> Work to do: Put the data below into a JSON list of strings, one string per line, and leave out the blank lines.

> Stored rows:
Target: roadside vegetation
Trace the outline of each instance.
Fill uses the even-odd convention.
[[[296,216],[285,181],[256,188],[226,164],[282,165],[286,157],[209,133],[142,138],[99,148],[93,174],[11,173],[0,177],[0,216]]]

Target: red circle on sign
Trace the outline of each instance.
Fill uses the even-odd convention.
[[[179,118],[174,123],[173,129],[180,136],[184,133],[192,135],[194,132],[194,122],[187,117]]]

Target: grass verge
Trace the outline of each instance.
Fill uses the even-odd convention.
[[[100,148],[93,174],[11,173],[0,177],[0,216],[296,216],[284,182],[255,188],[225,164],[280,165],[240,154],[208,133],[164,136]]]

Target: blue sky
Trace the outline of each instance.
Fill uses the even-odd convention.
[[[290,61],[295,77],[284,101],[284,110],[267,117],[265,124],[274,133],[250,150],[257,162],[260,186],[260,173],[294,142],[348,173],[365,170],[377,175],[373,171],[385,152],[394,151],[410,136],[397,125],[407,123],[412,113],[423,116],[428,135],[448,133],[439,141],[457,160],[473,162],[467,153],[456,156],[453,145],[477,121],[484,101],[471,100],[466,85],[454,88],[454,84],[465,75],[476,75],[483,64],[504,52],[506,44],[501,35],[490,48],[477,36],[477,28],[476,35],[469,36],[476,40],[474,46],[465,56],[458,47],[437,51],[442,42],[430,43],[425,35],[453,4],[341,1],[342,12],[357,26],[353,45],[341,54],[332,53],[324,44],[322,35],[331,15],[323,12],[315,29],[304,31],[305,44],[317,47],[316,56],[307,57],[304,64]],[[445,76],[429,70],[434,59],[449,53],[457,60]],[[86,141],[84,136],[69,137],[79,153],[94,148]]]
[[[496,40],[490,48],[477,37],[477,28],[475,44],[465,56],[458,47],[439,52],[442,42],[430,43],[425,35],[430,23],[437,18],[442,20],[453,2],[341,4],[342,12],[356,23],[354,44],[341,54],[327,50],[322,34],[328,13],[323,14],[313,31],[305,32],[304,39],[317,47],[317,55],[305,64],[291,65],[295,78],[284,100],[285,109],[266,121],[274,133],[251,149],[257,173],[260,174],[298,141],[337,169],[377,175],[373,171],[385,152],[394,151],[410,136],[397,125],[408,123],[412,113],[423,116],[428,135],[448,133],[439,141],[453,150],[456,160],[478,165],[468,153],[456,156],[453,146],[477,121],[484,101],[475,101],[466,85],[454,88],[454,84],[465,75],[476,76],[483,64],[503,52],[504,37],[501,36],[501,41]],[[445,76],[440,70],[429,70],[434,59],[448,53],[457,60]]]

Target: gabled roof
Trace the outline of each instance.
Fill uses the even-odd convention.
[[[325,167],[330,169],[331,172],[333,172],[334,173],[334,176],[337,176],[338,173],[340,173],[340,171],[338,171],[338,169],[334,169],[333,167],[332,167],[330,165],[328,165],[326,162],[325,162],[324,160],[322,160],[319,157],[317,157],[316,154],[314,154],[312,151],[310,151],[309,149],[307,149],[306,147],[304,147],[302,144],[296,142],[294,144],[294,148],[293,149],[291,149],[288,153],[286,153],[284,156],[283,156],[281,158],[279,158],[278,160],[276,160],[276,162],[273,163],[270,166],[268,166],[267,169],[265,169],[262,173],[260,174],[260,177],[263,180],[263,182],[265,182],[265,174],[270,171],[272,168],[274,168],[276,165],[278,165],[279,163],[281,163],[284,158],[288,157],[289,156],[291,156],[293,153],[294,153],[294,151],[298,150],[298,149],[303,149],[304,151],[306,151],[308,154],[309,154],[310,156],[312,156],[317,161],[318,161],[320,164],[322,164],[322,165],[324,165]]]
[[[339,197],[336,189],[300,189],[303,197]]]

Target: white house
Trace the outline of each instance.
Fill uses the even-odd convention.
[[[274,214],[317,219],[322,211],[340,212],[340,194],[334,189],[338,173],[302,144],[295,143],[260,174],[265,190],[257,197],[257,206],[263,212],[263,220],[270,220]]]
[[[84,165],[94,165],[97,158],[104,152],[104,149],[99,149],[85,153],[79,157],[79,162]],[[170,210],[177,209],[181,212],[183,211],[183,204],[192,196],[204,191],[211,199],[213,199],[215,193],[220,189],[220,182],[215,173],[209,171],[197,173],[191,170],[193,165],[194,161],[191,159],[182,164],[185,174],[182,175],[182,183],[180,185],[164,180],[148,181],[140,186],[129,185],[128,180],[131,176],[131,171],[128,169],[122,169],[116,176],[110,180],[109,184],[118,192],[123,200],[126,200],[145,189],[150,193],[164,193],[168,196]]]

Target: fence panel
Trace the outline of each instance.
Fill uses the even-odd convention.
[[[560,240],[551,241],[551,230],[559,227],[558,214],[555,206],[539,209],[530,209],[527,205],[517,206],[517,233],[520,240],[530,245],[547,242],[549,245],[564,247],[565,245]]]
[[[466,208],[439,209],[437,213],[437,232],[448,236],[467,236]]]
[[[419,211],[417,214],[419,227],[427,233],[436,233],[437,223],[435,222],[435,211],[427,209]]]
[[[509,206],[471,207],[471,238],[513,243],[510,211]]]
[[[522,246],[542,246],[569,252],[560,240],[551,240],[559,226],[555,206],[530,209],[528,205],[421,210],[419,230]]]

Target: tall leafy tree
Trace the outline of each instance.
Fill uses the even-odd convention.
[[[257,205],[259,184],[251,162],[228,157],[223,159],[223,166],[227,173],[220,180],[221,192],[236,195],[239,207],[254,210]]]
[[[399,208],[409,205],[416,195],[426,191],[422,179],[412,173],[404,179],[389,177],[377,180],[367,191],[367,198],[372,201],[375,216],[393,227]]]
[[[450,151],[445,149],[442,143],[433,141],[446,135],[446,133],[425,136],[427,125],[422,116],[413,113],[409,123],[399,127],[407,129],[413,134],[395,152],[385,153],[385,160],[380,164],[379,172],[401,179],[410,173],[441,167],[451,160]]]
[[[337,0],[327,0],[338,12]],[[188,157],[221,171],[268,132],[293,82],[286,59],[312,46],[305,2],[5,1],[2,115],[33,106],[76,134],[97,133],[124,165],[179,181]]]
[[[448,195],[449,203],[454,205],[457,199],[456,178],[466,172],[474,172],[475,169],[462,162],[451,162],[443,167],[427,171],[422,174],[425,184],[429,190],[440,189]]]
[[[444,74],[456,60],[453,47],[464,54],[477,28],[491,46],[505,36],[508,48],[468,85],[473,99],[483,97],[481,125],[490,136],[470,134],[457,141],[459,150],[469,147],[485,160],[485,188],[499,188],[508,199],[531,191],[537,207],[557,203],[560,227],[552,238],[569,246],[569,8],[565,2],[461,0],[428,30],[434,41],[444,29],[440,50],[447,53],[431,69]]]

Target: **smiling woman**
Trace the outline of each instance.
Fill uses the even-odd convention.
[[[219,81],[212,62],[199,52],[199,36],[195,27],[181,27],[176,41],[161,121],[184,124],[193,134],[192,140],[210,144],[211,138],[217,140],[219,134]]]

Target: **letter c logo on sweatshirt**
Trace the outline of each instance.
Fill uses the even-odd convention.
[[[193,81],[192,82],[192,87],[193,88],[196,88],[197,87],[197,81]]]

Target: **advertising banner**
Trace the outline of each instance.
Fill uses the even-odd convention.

> Full answer:
[
  "Target: roadside vegetation",
  "Trace the outline of each instance.",
  "Fill uses the even-odd convention.",
  "[[[296,216],[285,181],[256,188],[226,164],[282,165],[286,157],[209,133],[142,138],[99,148],[93,174],[11,173],[0,177],[0,216]]]",
  "Target: red circle on sign",
  "Trace the outline of each instance.",
  "Fill uses the even-odd convention.",
  "[[[179,118],[174,123],[173,129],[180,136],[184,133],[192,135],[194,132],[194,122],[187,117]]]",
  "Target: grass verge",
  "Trace the outline of each instance.",
  "Fill uses the even-odd convention.",
  "[[[100,148],[93,174],[11,173],[0,177],[0,216],[296,216],[284,182],[255,188],[225,164],[280,165],[240,154],[208,133],[164,136]]]",
  "Target: blue sky",
  "Trace the outline of each instance.",
  "Fill uses the even-odd convention.",
  "[[[290,61],[295,77],[284,101],[284,110],[267,117],[265,124],[274,133],[250,150],[257,162],[260,186],[260,173],[294,142],[348,173],[365,170],[377,175],[373,171],[385,152],[394,151],[410,136],[397,125],[407,123],[412,113],[423,116],[428,135],[448,133],[439,141],[457,160],[473,162],[467,153],[456,156],[453,145],[477,121],[484,101],[471,100],[466,85],[454,88],[454,84],[465,75],[476,75],[483,64],[504,52],[506,44],[501,35],[490,48],[477,36],[477,28],[476,35],[469,36],[476,40],[474,46],[465,56],[458,47],[437,51],[442,42],[430,43],[425,35],[453,4],[341,1],[342,12],[357,26],[353,45],[341,54],[332,53],[324,44],[322,35],[331,15],[323,12],[315,29],[304,31],[305,44],[317,47],[316,56],[307,57],[304,64]],[[445,76],[429,70],[434,59],[449,53],[457,60]],[[86,141],[84,136],[69,137],[79,153],[94,148]]]",
  "[[[496,40],[490,48],[477,37],[477,28],[475,44],[465,56],[458,47],[439,52],[442,42],[430,43],[425,35],[430,23],[437,18],[442,20],[453,2],[341,4],[342,12],[356,23],[354,44],[341,54],[327,50],[322,34],[328,13],[323,14],[313,31],[305,32],[304,39],[317,47],[317,55],[305,64],[291,65],[295,78],[284,100],[285,109],[266,121],[274,133],[251,149],[257,173],[260,174],[298,141],[337,169],[377,175],[373,171],[385,152],[394,151],[410,136],[397,125],[408,123],[412,113],[423,116],[428,135],[448,133],[439,141],[453,150],[456,160],[478,165],[468,153],[456,156],[453,146],[477,121],[484,101],[475,101],[466,85],[454,88],[454,84],[465,75],[476,76],[483,64],[503,52],[504,37],[501,36],[501,41]],[[445,76],[440,70],[429,70],[434,59],[448,53],[457,60]]]",
  "Target: gabled roof",
  "Trace the outline of each instance.",
  "Fill uses the even-odd convention.",
  "[[[325,167],[330,169],[331,172],[333,172],[334,173],[334,176],[337,176],[338,173],[340,173],[340,171],[338,171],[338,169],[334,169],[333,167],[332,167],[330,165],[328,165],[326,162],[325,162],[324,160],[322,160],[319,157],[317,157],[316,154],[314,154],[312,151],[310,151],[309,149],[307,149],[306,147],[304,147],[302,144],[296,142],[294,144],[294,148],[293,149],[291,149],[288,153],[286,153],[284,156],[283,156],[281,158],[279,158],[278,160],[276,160],[276,162],[273,163],[270,166],[268,166],[267,169],[265,169],[262,173],[260,174],[260,177],[263,180],[263,182],[265,182],[265,174],[270,171],[272,168],[274,168],[276,165],[278,165],[279,163],[281,163],[284,158],[288,157],[289,156],[291,156],[293,153],[294,153],[294,151],[298,150],[298,149],[303,149],[304,151],[306,151],[308,154],[309,154],[310,156],[312,156],[317,161],[318,161],[320,164],[322,164],[322,165],[324,165]]]",
  "[[[339,197],[336,189],[300,189],[303,197]]]",
  "Target: white house",
  "Trace the outline of each instance.",
  "Fill uses the even-odd convention.",
  "[[[274,214],[317,219],[322,211],[340,212],[340,194],[334,189],[338,173],[302,144],[295,143],[260,174],[265,190],[257,197],[257,206],[263,212],[263,220],[270,220]]]",
  "[[[84,165],[94,165],[97,158],[104,152],[104,149],[99,149],[85,153],[79,157],[79,162]],[[170,210],[177,209],[181,212],[183,211],[183,204],[192,196],[204,191],[211,199],[213,199],[215,193],[220,189],[220,182],[215,173],[209,171],[197,173],[191,170],[193,165],[194,161],[191,159],[182,164],[185,174],[182,175],[182,183],[180,185],[164,180],[148,181],[140,186],[129,185],[128,180],[131,176],[131,171],[128,169],[122,169],[116,176],[110,180],[109,184],[118,192],[123,200],[126,200],[145,189],[150,193],[164,193],[168,196]]]",
  "Target: fence panel",
  "Trace the outline of each instance.",
  "Fill uses the even-odd convention.",
  "[[[560,240],[551,241],[551,230],[559,227],[558,214],[555,206],[539,209],[530,209],[527,205],[517,206],[517,233],[520,240],[530,245],[547,242],[549,245],[564,247],[565,245]]]",
  "[[[466,208],[439,209],[437,213],[437,232],[448,236],[467,236]]]",
  "[[[419,211],[417,214],[419,227],[427,233],[436,233],[437,223],[435,222],[435,211],[427,209]]]",
  "[[[509,206],[471,207],[471,238],[513,243],[510,211]]]",
  "[[[522,246],[542,246],[569,252],[560,240],[551,240],[559,226],[555,206],[530,209],[528,205],[421,210],[419,230]]]",
  "Target: tall leafy tree",
  "Trace the outline of each instance.",
  "Fill uses the even-odd convention.",
  "[[[257,205],[259,184],[251,162],[228,157],[223,159],[223,166],[227,173],[220,180],[221,192],[236,195],[239,207],[254,210]]]",
  "[[[399,208],[409,205],[416,195],[426,191],[422,179],[412,173],[404,179],[389,177],[377,180],[367,191],[367,198],[372,201],[375,216],[393,227]]]",
  "[[[450,151],[445,149],[442,143],[433,141],[446,135],[446,133],[425,136],[427,125],[422,116],[413,113],[409,123],[399,127],[407,129],[413,134],[395,152],[385,153],[385,160],[380,164],[379,172],[401,179],[410,173],[441,167],[451,160]]]",
  "[[[337,0],[327,0],[338,12]],[[188,157],[221,171],[268,132],[293,82],[286,59],[312,46],[305,2],[5,1],[2,115],[33,106],[76,134],[97,133],[124,165],[179,181]]]",
  "[[[448,195],[449,203],[454,205],[457,199],[456,178],[466,172],[474,172],[475,169],[462,162],[451,162],[443,167],[427,171],[422,174],[425,184],[429,190],[440,189]]]",
  "[[[444,74],[456,60],[453,47],[464,54],[477,28],[491,46],[505,36],[508,48],[468,85],[473,99],[483,97],[481,125],[490,136],[470,134],[457,141],[459,150],[469,147],[485,160],[485,188],[499,188],[508,199],[531,191],[537,207],[557,203],[560,227],[552,238],[569,246],[569,8],[565,2],[461,0],[428,30],[434,41],[444,29],[440,50],[447,53],[431,69]]]",
  "Target: **smiling woman**",
  "Trace the outline of each instance.",
  "Fill uses the even-odd convention.",
  "[[[219,81],[212,62],[199,52],[199,36],[195,27],[181,27],[176,41],[161,121],[184,124],[193,134],[192,140],[210,144],[211,138],[217,140],[219,134]]]",
  "Target: **letter c logo on sweatshirt**",
  "Trace the outline of each instance.",
  "Fill uses the even-odd convention.",
  "[[[193,81],[192,82],[192,87],[193,88],[196,88],[197,87],[197,81]]]",
  "Target: **advertising banner**",
  "Trace the outline of each instance.",
  "Fill uses the even-odd convention."
]